» **ACTIVITIES**:
1 - Answer these questions from the passage on ambulance care, each on its own line:
(a) Which kind of design does Soumerai favor?
(b) What partly drives the variation across counties in the proportion of ALS ambulances?
(c) For which diagnosis do the authors control for severity?
2 - Translate this sentence from the passage on ambulance care into Spanish: "Thus, our IV analysis approximates a randomized trial with multiple arms that vary the proportion of ALS ambulances."
3 - Echo the passage on ambulance care word for word. Begin at the words "Although we agree" and stop after "do IV applications.".

» **PASSAGE**:
============

Although we agree with Soumerai that randomized trials of prehospital care would be useful, they are unlikely. In their absence one must use the best available observational study designs. We disagree with Soumerai’s characterization of all instrumental variables (IV) designs as weak. Just as applications of the difference-in-difference designs that Soumerai favors vary in strength, so too do IV applications.
The key untestable assumptions for valid IV analyses are that the instrument affects the dependent variable only through the variable being instrumented for and is uncorrelated with omitted predictors of the outcome [1,2]. These assumptions are likely satisfied in our study. Although the variation across counties in the proportion of ALS ambulances is not randomized, it does appear to be idiosyncratic, driven in part by local political decisions. Thus, our IV analysis approximates a randomized trial with multiple arms that vary the proportion of ALS ambulances. One must assume that neither the severity (within diagnosis) of emergent conditions across counties (within states) leading to ambulance transport nor the quality of hospital care is associated with ALS penetration. The former assumption is plausible but untestable for four of the diagnoses; we control for severity in the case of trauma. The latter assumption is testable and is not rejected.

============

» **RECORD SET**:
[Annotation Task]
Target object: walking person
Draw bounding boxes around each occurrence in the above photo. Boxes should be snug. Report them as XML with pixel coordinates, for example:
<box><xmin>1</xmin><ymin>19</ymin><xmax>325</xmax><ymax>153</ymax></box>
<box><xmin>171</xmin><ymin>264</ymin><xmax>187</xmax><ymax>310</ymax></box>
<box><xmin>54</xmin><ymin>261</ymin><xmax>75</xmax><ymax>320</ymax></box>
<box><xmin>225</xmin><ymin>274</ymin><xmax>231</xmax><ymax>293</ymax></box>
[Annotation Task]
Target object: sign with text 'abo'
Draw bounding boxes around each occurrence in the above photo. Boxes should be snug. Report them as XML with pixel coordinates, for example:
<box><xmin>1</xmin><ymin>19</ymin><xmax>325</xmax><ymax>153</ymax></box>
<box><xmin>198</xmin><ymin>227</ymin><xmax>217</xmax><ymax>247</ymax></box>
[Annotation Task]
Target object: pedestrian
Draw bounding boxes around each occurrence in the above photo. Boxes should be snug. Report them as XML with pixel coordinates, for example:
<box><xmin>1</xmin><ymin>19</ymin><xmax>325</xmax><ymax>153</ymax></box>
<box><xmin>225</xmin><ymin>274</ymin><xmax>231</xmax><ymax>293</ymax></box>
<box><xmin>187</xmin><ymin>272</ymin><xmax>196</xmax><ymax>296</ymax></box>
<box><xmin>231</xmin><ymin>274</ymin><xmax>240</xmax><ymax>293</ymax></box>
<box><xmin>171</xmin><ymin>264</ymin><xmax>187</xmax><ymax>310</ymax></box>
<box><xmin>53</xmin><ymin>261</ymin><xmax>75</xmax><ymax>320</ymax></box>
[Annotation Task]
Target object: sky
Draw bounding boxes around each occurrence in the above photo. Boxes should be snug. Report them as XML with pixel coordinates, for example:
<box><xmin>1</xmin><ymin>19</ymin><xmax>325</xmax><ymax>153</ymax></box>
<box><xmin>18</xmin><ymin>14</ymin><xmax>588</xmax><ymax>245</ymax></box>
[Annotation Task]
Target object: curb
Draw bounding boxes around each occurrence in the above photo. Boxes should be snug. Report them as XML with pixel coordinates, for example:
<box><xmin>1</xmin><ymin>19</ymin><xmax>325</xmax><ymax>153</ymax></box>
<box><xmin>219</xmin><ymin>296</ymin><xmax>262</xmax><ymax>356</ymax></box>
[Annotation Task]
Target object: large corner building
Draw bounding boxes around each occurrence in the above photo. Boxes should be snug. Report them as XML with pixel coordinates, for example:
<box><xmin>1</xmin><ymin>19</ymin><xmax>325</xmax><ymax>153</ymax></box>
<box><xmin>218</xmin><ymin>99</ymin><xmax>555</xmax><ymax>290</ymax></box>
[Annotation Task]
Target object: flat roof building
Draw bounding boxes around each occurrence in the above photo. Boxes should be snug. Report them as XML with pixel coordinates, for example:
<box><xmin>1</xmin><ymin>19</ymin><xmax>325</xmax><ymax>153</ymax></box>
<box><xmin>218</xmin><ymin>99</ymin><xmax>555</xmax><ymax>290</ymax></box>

============

» **ANSWERS TO THE PROBLEMS**:
1 -
(a) Difference-in-difference designs.
(b) Local political decisions.
(c) Trauma.

2 - Así, nuestro análisis IV se aproxima a un ensayo aleatorizado con múltiples brazos que varían la proporción de ambulancias ALS.

3 -
Although we agree with Soumerai that randomized trials of prehospital care would be useful, they are unlikely. In their absence one must use the best available observational study designs. We disagree with Soumerai’s characterization of all instrumental variables (IV) designs as weak. Just as applications of the difference-in-difference designs that Soumerai favors vary in strength, so too do IV applications.